----- Selected extract

I’ve been really stressed the last few weeks about just a lot of life stuff, and it’s been manifesting itself in teeth grinding and jaw clenching at night and compulsively chewing on my lips and cheeks during the day. It’s something I’ve always done; but lately, it’s been a lot worse. Monday morning, I ran into the gas station on the way to the Y and picked up a few different packs of gum so that I can hopefully gnaw out my stress without engaging in self-injurious behavior. I only mention this because gum is what inspired this completely-unplanned blog post. 

I’ve never been a gum chewer, but as an elementary and middle-school aged kiddo, my mom always bought me gum and candy before sending me off to church camp. I honestly can’t remember if the idea was mine or hers, but I always ended up with Wrigley’s Doublemint and white Tic-Tacs packed along with my clothes, Bible, gel-pens, and disposable camera. It made me feel really cool and independent or something.

So, this morning, as I was chomping out my frustration over this morning’s meltdowns into a piece of Doublemint in-between taking calming breaths and praying my anxiety meds would kick in quickly, I found myself transported back to Ohio in the late 90s as I walked down the path to chapel at summer camp.

Face to Face: A Messy Tribute to the Place I First Met God

(Not me, but totally could be.)

Face to Face: A Messy Tribute to the Place I First Met God

Smells and tastes are funny like that. One minute you’re driving to the Y and the next minute, your brain is hearing the crunch crunch crunch of tennis shoes over the pebble-path that leads to a place that will forever be dear to your heart.

----------
----- Data lines

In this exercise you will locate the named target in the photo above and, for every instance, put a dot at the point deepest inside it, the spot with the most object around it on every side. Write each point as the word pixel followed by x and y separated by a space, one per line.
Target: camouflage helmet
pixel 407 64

----------

» What the task requires:
Carry on the blog post about chewing gum and memories of summer church camp, starting right after its final sentence.

» Reply to the exercise:
And this was the moment I realized that healing has happened. Because instead of feeling pain, anger, and betrayal – I felt nostalgia. 

Our church camp was known as Camp Peniel, named after the place where Jacob wrestled with God, face to face.

Peniel Bible Camp was founded by a fundamentalist Bible fellowship that has been around since the 60s. My grandparents helped clear the land for the camp. My parents took us to family camp there when I was seven. It might not have been the first time, but it was the first time I remember. When I was finally old enough (the summer after I completed third grade), I was able to go for a week of sleep-away each summer.

I spent the morning pouring over albums on the PBC Facebook page and I was struck with how little has changed. And that’s a good thing. I saw many familiar faces, both from the camp and various churches within the fellowship that my family and extended family attended throughout my childhood and adolescence.

Just like it used to be, it remains a quiet escape from “the world” where families and youths can come and enjoy some “face to face” time with God and other Christians.

“What a joy meeting God face to face, 

Here at Camp Peniel!

With the world far behind, richest blessings we’ll find

As we wait on the Lord a while…”

The church bus would drop us off on the circle, where we would separate – boys down one path, girls down another – to our cabins. The circle was one of my favorite places – complete with a swingset and relics like this leftover-from-the-dark-ages “jungle gym.”

During free time, this was one of my favorite places. I would swing as high as I could and imagine I was flying. I think I felt really close to God in those moments.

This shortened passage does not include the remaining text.